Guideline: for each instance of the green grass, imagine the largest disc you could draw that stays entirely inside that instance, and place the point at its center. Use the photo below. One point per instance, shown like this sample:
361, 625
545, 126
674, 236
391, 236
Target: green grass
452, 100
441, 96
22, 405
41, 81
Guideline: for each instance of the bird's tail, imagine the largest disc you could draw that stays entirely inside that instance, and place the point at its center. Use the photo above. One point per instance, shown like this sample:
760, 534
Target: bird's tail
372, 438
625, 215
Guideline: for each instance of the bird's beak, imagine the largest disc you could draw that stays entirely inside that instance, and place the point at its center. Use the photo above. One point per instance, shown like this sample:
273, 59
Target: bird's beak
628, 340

——

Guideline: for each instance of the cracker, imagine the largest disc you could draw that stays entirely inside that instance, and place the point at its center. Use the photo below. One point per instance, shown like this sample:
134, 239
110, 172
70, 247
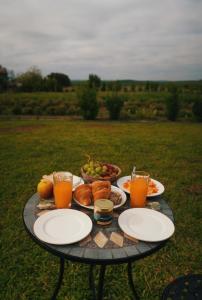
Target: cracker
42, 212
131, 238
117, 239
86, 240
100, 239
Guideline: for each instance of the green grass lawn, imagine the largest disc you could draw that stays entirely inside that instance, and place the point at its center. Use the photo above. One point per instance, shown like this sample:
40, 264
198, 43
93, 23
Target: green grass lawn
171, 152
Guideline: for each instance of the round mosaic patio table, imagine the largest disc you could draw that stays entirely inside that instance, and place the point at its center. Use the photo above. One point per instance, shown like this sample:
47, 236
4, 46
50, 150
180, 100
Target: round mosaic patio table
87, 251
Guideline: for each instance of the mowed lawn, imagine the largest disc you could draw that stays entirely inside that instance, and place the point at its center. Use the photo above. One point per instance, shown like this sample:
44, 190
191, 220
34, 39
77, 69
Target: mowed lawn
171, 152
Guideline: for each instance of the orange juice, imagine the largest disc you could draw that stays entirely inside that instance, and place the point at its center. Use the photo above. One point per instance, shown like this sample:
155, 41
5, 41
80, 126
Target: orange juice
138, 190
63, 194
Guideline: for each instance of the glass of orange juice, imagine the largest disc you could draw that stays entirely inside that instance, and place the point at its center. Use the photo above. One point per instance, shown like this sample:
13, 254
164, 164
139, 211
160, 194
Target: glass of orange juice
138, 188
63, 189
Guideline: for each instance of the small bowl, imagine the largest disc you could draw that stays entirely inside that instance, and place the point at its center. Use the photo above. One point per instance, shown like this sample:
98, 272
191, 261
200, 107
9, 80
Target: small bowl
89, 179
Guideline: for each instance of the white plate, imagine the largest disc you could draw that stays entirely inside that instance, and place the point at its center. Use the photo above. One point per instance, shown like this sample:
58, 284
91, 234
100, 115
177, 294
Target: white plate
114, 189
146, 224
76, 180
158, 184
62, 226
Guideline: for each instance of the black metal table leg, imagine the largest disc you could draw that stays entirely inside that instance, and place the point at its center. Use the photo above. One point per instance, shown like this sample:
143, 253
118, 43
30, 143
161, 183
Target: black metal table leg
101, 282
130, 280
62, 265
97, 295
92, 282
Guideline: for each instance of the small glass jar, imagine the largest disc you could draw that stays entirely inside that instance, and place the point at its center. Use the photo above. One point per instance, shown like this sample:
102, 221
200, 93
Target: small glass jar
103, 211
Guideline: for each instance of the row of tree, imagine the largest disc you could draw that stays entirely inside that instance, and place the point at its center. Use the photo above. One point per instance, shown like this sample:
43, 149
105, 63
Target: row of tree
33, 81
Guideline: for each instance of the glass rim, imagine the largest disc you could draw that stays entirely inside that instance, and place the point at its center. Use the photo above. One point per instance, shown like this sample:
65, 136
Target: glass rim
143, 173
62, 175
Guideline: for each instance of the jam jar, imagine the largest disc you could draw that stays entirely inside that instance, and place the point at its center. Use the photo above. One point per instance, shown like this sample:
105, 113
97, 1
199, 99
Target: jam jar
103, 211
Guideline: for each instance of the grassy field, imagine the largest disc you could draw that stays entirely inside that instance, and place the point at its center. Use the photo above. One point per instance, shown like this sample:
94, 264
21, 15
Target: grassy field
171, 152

——

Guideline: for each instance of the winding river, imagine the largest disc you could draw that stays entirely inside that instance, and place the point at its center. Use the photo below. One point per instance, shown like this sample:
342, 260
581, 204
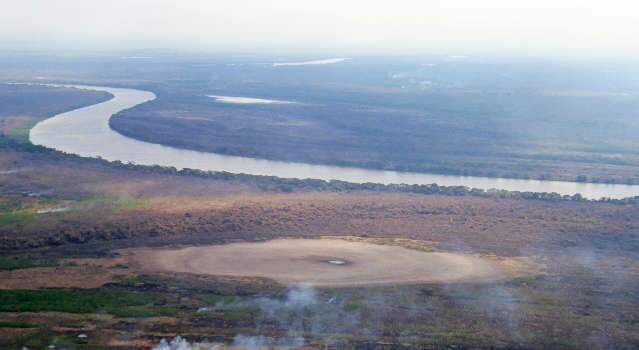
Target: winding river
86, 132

——

• **Work to complete**: The lines above that hold the string "below" are to be located and copied.

• **Finished exercise**:
Guideline: for each instance of the green grass, imagine the largest disc you could draw that stays entirely inside that instance, and place the point at its center. Use the photo below. One point per instance, shown like this sample:
Guideline: for each instance of the cracker, imagine the largest disc you could draw that stays entirely inside that instance, and place the point at its center. Use the photo below. One point per instance, shown like this sample:
Guideline: for each instance of the winding river, imagine the largest disc you could draw that stays entirely inside that instance, and place the point at its center. Use the photo below. One point per instance, shown like this sample:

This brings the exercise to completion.